Data records:
▶

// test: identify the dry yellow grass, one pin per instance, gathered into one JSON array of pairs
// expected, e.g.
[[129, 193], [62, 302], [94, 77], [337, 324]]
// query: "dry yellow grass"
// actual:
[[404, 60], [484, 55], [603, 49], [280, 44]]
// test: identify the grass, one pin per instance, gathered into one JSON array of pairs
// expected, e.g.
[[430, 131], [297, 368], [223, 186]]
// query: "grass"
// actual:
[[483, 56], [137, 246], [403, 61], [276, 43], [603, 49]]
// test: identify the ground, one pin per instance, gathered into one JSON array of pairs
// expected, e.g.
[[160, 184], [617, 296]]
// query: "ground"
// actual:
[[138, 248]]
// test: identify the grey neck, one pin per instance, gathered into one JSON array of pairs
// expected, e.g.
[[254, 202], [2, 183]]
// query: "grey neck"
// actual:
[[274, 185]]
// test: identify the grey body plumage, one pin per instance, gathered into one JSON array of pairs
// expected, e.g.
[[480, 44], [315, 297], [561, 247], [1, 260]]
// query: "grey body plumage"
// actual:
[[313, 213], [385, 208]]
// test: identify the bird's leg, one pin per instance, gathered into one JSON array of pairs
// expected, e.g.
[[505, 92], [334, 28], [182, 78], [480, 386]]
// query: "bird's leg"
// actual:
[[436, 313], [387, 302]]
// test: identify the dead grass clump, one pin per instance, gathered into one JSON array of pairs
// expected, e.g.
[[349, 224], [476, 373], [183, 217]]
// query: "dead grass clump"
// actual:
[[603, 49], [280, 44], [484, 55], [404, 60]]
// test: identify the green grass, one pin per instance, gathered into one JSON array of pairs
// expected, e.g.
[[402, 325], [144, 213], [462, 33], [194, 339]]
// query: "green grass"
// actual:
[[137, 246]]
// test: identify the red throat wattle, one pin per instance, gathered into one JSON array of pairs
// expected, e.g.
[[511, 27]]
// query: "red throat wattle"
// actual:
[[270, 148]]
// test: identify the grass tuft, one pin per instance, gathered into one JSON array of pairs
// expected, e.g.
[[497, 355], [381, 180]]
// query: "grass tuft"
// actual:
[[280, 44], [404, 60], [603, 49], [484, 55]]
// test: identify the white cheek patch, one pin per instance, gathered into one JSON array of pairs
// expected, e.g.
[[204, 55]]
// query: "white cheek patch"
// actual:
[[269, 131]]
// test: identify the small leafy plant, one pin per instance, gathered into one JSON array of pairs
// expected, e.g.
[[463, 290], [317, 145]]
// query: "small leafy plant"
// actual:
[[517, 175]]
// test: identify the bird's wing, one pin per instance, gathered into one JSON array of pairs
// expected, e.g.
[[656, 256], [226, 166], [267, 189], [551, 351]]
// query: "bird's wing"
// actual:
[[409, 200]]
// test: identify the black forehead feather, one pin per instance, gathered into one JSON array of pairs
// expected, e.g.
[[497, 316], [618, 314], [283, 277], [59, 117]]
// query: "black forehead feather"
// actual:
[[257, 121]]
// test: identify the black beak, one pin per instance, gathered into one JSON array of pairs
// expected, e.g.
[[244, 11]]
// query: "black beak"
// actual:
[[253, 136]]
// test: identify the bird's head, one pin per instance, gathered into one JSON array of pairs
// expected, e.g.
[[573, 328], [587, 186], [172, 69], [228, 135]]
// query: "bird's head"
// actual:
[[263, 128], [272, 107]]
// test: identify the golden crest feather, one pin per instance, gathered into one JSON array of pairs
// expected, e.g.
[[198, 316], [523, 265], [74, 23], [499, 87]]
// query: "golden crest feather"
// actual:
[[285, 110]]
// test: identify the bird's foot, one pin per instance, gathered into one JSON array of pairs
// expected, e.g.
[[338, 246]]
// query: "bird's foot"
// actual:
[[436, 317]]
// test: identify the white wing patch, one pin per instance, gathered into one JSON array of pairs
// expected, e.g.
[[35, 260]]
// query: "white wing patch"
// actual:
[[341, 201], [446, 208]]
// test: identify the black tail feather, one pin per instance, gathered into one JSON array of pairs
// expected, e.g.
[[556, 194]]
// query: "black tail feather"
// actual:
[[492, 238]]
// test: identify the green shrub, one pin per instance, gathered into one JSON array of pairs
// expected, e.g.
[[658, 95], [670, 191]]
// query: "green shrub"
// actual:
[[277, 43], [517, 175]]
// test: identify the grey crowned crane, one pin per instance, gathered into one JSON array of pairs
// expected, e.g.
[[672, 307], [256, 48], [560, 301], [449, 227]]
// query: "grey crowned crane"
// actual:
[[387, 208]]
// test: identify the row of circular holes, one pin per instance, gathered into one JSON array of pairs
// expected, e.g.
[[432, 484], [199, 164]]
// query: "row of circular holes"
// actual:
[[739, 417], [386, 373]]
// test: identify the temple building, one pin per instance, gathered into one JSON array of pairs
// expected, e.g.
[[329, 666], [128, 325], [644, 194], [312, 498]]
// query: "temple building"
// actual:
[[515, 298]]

◀

If a line in the records has the word "plant", copy that line.

// test: identify the small leafy plant, one pin per instance, gathered into one JSON array of pairs
// query: "small leafy plant"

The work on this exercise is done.